- WHAT TO PRODUCE -
Please answer these questions from the passage on winter salad greens below, one answer a line:
1. What was the night-time low on December 16th?
2. Which greens grow beneath the plastic tunnels?
3. Below what temperature are night temperatures in the greenhouse never allowed to drop?

===== PASSAGE GIVEN =====

Cold has yet to throw a wrench into salads fresh from the garden -- even though December 16th saw a night-time low of 12°F. Yes, the lettuce would be mush if unprotected but under the sheltering clear plastic and wooden sides of my 5 foot square cold frame, the plants are barely scathed. Just a few leaves wilted at their edges. Spinach that I sowed between the lettuce plants, for harvest after the lettuce is finished is still looking spry.
Plastic tunnels supported by wire hoops are offering almost as much cold protection over 3 garden beds. Beneath them, mustard greens, endive, and arugula don’t exactly thrive, but do survive.
A few fresh greens are even surviving out in the garden without any sort of protection whatsoever. That would include some arugula that was never covered as well as kale, what’s left of it, and mâche, the most cold-hardy of all salad greens.
Once temperatures plummet or the ground is blanketed with snow, fresh salads will come from the greenhouse, which, with night temperatures never allowed to drop below 37°F., is packed with lush greenery as if it were May.

===== GIVEN ENTRIES =====

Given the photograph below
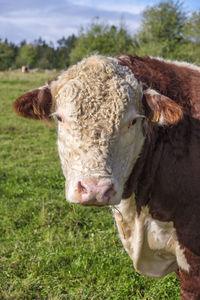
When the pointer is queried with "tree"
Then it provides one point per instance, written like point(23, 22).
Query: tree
point(65, 46)
point(27, 55)
point(101, 38)
point(7, 54)
point(161, 30)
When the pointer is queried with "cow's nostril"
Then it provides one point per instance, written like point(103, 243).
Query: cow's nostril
point(110, 192)
point(81, 188)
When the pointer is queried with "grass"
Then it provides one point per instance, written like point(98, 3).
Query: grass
point(50, 249)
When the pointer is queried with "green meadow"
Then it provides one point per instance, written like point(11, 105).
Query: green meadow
point(50, 249)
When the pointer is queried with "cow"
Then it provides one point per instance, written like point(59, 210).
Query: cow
point(129, 138)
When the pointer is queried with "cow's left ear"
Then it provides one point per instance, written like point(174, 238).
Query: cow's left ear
point(35, 104)
point(161, 109)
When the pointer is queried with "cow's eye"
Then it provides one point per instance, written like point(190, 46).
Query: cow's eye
point(58, 117)
point(131, 123)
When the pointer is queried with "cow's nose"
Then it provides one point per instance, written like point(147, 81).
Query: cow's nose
point(92, 193)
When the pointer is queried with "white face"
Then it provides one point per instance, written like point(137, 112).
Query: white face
point(99, 129)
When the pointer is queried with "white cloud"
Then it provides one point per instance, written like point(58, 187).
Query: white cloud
point(54, 20)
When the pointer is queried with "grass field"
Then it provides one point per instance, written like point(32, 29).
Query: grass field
point(50, 249)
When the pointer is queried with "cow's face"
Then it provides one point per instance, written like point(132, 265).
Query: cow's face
point(97, 103)
point(99, 110)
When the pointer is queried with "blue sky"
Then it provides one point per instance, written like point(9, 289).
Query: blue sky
point(53, 19)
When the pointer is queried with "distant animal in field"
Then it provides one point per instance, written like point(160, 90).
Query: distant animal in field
point(25, 69)
point(129, 138)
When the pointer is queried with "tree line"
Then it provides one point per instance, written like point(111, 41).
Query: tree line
point(166, 30)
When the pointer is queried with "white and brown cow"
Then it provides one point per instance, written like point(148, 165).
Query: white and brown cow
point(129, 137)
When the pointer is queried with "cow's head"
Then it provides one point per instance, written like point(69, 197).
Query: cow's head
point(98, 105)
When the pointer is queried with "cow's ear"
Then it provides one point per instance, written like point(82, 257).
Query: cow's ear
point(35, 104)
point(161, 109)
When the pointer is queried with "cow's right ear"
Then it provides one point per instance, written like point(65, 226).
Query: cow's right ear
point(161, 109)
point(35, 104)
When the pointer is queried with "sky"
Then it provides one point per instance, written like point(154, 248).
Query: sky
point(53, 19)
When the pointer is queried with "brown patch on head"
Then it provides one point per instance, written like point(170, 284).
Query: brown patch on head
point(35, 104)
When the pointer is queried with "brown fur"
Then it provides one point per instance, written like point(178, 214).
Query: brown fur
point(163, 106)
point(35, 104)
point(167, 174)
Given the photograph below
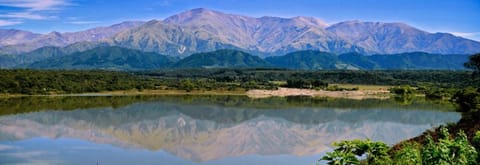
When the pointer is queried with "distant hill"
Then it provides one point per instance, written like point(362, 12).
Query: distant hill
point(109, 58)
point(117, 58)
point(17, 42)
point(222, 59)
point(203, 30)
point(306, 60)
point(314, 60)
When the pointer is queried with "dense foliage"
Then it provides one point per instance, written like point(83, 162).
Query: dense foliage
point(45, 82)
point(117, 58)
point(391, 77)
point(445, 151)
point(474, 62)
point(61, 81)
point(221, 59)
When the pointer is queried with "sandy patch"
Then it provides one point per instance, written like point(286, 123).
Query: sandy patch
point(282, 92)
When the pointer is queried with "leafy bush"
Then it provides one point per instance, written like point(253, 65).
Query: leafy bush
point(348, 152)
point(468, 99)
point(444, 152)
point(402, 90)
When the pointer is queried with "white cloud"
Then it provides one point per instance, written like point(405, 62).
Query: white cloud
point(8, 23)
point(25, 15)
point(83, 22)
point(466, 34)
point(36, 5)
point(24, 10)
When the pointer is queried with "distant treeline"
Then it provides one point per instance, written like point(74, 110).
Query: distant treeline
point(117, 58)
point(386, 77)
point(75, 81)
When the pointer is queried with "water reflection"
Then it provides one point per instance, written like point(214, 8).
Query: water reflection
point(207, 132)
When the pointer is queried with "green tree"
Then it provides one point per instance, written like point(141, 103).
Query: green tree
point(473, 62)
point(186, 85)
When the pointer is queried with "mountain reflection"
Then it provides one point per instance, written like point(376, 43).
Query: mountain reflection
point(202, 131)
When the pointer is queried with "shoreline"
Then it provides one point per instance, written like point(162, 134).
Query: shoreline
point(284, 92)
point(254, 93)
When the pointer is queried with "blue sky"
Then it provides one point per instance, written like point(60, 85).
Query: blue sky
point(461, 17)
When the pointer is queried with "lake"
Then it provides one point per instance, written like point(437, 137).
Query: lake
point(188, 130)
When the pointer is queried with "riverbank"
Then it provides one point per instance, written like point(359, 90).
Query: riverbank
point(283, 92)
point(255, 93)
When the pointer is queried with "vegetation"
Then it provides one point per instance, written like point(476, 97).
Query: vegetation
point(474, 63)
point(221, 59)
point(446, 150)
point(431, 83)
point(116, 58)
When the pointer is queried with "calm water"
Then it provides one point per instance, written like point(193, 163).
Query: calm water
point(200, 130)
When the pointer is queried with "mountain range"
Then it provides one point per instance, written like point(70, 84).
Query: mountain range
point(118, 58)
point(203, 30)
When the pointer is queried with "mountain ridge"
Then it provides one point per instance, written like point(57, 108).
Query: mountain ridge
point(203, 30)
point(118, 58)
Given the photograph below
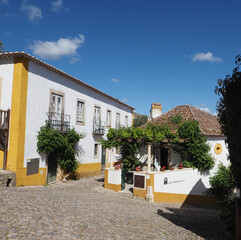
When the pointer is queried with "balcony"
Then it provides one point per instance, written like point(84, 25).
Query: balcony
point(59, 122)
point(118, 126)
point(99, 128)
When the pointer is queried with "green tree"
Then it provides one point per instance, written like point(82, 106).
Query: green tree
point(229, 113)
point(51, 141)
point(140, 120)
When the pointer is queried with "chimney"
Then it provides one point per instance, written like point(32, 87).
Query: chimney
point(156, 110)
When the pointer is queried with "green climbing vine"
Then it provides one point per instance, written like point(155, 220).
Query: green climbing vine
point(194, 151)
point(50, 141)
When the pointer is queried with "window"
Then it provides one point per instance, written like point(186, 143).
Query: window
point(117, 120)
point(126, 121)
point(96, 150)
point(108, 118)
point(97, 115)
point(80, 111)
point(56, 104)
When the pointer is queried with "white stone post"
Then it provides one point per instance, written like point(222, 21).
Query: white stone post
point(149, 158)
point(111, 158)
point(149, 195)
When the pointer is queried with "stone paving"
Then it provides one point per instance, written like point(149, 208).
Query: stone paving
point(83, 209)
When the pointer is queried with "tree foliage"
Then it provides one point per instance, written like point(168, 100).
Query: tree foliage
point(50, 141)
point(222, 187)
point(194, 151)
point(229, 113)
point(140, 120)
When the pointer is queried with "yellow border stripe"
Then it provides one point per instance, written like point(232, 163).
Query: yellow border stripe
point(18, 117)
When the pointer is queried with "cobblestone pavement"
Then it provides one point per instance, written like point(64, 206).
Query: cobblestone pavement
point(83, 209)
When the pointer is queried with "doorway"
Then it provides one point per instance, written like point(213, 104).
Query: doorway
point(52, 168)
point(164, 157)
point(103, 159)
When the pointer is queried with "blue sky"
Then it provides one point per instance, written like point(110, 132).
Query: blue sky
point(139, 51)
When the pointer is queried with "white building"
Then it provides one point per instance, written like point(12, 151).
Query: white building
point(35, 92)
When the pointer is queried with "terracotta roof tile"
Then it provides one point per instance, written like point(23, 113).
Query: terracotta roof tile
point(209, 124)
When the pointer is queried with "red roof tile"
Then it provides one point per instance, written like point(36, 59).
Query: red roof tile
point(208, 123)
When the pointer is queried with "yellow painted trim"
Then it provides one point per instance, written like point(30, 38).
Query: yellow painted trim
point(88, 169)
point(35, 179)
point(1, 158)
point(18, 119)
point(184, 198)
point(218, 148)
point(132, 120)
point(139, 192)
point(113, 187)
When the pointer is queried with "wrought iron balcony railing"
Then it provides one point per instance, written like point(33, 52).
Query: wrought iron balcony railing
point(60, 122)
point(99, 128)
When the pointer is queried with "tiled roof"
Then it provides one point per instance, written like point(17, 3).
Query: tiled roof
point(46, 65)
point(208, 123)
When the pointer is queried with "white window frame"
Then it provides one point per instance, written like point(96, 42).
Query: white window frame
point(78, 111)
point(108, 124)
point(96, 120)
point(57, 94)
point(116, 121)
point(126, 121)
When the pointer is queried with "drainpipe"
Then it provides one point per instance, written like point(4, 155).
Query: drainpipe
point(111, 158)
point(149, 158)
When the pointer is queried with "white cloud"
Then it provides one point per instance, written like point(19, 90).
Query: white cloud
point(32, 11)
point(114, 80)
point(56, 5)
point(5, 2)
point(57, 49)
point(205, 57)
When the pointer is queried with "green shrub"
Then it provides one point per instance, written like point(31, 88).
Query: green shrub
point(222, 183)
point(222, 187)
point(51, 141)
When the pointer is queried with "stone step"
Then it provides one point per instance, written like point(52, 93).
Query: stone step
point(7, 178)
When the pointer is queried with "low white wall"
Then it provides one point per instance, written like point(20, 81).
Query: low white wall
point(114, 176)
point(185, 181)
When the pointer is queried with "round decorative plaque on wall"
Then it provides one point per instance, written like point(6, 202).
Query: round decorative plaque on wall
point(218, 148)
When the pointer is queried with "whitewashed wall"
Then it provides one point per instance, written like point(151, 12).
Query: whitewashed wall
point(6, 73)
point(185, 181)
point(40, 81)
point(219, 158)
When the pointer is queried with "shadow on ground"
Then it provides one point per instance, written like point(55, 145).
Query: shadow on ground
point(203, 222)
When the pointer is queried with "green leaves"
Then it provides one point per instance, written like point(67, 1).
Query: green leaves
point(50, 140)
point(129, 140)
point(229, 112)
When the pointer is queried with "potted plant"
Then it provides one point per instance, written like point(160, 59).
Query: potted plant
point(180, 166)
point(138, 169)
point(163, 168)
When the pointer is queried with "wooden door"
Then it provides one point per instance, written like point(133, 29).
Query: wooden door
point(52, 167)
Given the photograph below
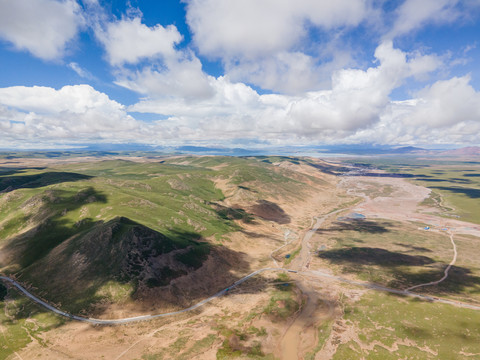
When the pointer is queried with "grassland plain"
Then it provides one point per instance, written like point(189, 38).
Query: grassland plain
point(455, 184)
point(65, 229)
point(400, 255)
point(381, 326)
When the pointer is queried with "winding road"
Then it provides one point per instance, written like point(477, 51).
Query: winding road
point(301, 263)
point(447, 269)
point(305, 273)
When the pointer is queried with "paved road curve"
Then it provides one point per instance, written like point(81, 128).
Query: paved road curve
point(310, 273)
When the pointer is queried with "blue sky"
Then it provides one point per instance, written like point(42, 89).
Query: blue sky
point(220, 72)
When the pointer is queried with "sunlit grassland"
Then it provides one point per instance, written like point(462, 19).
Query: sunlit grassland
point(401, 255)
point(455, 185)
point(392, 327)
point(22, 322)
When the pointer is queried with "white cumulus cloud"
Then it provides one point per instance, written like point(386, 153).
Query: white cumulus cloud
point(71, 113)
point(42, 27)
point(128, 41)
point(261, 41)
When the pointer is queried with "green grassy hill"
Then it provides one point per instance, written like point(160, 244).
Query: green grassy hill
point(114, 231)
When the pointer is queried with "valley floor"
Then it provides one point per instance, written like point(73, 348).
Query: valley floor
point(374, 274)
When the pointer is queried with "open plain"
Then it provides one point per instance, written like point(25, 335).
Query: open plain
point(357, 262)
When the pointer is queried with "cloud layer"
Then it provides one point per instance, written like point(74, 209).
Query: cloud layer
point(290, 76)
point(42, 27)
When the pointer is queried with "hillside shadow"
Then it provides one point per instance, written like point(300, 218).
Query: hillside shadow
point(270, 211)
point(403, 269)
point(34, 244)
point(373, 256)
point(75, 265)
point(233, 213)
point(413, 248)
point(12, 182)
point(470, 192)
point(359, 225)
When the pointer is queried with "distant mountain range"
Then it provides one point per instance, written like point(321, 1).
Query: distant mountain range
point(309, 150)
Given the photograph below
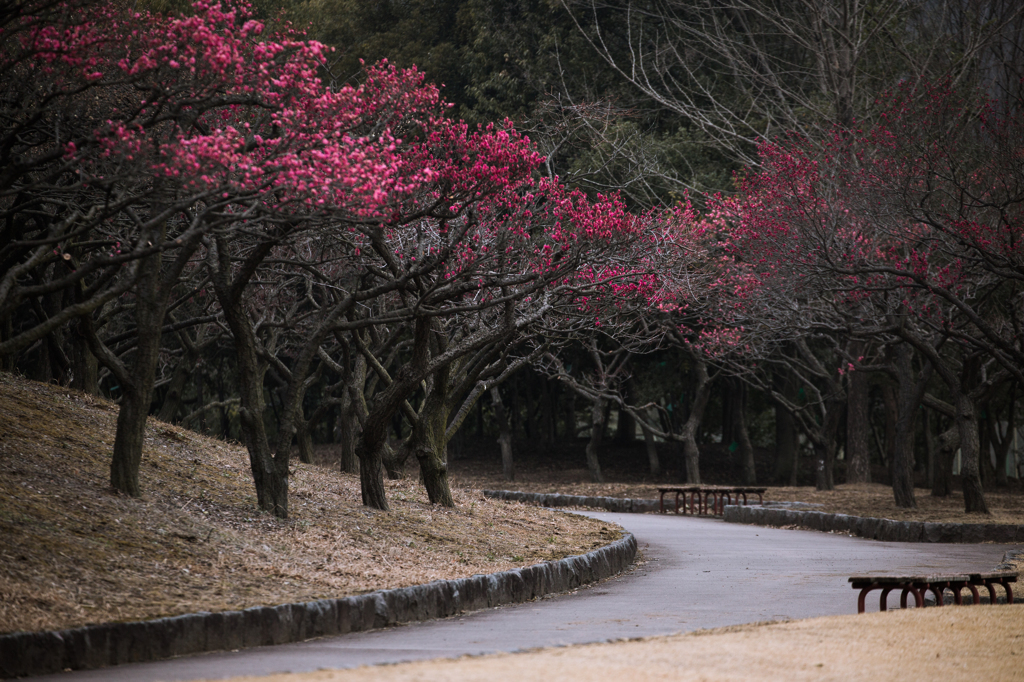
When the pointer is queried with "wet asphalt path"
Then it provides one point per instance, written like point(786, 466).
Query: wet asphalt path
point(698, 572)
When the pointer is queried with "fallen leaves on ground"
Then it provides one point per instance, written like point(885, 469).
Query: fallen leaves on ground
point(74, 552)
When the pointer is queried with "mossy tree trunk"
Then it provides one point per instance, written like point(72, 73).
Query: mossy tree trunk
point(504, 434)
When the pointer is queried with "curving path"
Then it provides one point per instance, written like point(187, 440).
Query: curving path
point(699, 572)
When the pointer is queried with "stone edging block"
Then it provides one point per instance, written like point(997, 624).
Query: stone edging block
point(116, 643)
point(622, 505)
point(878, 528)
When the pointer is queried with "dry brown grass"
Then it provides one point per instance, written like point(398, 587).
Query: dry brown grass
point(857, 500)
point(75, 553)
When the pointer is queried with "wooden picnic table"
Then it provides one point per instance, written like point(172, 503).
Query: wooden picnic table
point(919, 586)
point(708, 499)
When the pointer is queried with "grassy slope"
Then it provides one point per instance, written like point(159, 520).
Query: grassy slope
point(73, 552)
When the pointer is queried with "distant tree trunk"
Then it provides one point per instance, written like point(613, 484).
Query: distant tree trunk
point(825, 445)
point(304, 440)
point(744, 450)
point(179, 379)
point(932, 448)
point(352, 411)
point(85, 368)
point(967, 423)
point(786, 444)
point(547, 413)
point(429, 442)
point(137, 382)
point(504, 434)
point(1003, 438)
point(858, 427)
point(908, 394)
point(269, 471)
point(942, 485)
point(598, 414)
point(569, 416)
point(701, 393)
point(648, 439)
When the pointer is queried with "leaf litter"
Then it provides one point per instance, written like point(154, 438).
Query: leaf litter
point(74, 552)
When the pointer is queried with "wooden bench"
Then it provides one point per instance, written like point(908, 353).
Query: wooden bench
point(920, 586)
point(708, 499)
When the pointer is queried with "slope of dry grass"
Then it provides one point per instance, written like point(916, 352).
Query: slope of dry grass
point(73, 552)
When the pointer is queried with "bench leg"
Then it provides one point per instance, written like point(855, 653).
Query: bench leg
point(860, 598)
point(884, 598)
point(919, 598)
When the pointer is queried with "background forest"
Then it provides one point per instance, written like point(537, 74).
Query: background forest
point(772, 242)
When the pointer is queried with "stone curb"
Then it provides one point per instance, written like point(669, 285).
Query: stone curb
point(116, 643)
point(877, 528)
point(622, 505)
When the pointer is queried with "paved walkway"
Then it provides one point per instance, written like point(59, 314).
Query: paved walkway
point(699, 572)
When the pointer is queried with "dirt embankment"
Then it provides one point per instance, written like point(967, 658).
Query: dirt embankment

=====

- CORRECT RESPONSE -
1. 12°F
2. Mustard greens, endive, and arugula
3. 37°F